### QUOTED PASSAGE ###

Amphibians and Fish
Like amphibians, fish induce the epidermis by BMPs (especially BMP2B) and Wnt proteins (especially Wnt8) made in the ventral and lateral regions of the embryo (see Schier 2001; Tucker et al. 2008). The notochords of both zebrafish and Xenopus secrete factors (the homologues of chordin, noggin, and follistatin) that block this induction, thereby allowing the ectoderm to become neural (Dal-Pra 2006). As in amphibians, FGFs made in the dorsal side of the embryo also inhibit BMP gene expression (Fürthauer et al. 2004; Tsang et al. 2004; Little and Mullins 2006). In the caudal region of the embryo, FGF signaling is probably the predominant neural specifier (Kudoh et al. 2004). And as in Xenopus, insulin-like growth factors (IGFs) also play a role in the production of the anterior neural plate. Zebrafish IGFs appear to upregulate chordin and goosecoid while restricting the expression of bmp2b. Although IGFs appear to be made throughout the embryo, during gastrulation the IGF receptors are found predominantly in the anterior portion of the embryo (Eivers et al. 2004). Also, Wnt inhibitors appear to play roles in head formation. When antisense morpholinos are used to downregulate Wnt3a and Wnt8 throughout gastrulating zebrafish embryos, the trunk structures become anteriorized (Shimizu et al. 2005b).
Literature Cited
Dal-Pra, S., M. Fürthauer, J. Van-Celst, B. Thisse and C. Thisse. 2006. Noggin1 and Follistatin-like2 function redundantly to Chordin to antagonize BMP activity. Dev. Biol. 298: 514–526.
Eivers, E., K. McCarthy, C. Glynn, C. M. Nolan and L. Byrnes. 2004. Insulin-like growth factor (IGF) signaling is required for early dorso-anterior development of the zebrafish embryo. Int. J. Dev. Biol. 48: 1131–1140.

### DATA EXCERPTS ###

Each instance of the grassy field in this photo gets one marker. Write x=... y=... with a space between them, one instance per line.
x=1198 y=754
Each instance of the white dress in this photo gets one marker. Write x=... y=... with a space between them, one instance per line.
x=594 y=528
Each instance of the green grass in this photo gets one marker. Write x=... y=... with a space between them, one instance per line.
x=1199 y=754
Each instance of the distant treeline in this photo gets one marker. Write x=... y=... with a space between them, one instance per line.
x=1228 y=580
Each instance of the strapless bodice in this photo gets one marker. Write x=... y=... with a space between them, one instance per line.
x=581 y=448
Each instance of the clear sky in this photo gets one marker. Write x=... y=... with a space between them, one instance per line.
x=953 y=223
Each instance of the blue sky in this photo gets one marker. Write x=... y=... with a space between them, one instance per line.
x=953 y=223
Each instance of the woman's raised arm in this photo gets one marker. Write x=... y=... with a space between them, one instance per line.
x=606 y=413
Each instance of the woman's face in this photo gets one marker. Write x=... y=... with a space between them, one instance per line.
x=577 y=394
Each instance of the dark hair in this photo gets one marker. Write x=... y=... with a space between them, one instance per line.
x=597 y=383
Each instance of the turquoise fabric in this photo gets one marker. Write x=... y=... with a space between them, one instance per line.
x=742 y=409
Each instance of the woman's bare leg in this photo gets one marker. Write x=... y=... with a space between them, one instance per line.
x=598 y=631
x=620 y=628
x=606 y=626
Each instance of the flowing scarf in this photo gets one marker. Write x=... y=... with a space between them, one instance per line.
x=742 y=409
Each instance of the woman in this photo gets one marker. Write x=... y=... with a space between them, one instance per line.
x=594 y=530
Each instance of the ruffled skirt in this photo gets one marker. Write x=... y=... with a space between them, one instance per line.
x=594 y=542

###

→ ASSIGNED TASK
Duplicate everything from "Eivers, E., K." down to "Biol. 48: 1131–1140." in the passage on neural induction in fish above.

→ RESULT OF THE TASK
Eivers, E., K. McCarthy, C. Glynn, C. M. Nolan and L. Byrnes. 2004. Insulin-like growth factor (IGF) signaling is required for early dorso-anterior development of the zebrafish embryo. Int. J. Dev. Biol. 48: 1131–1140.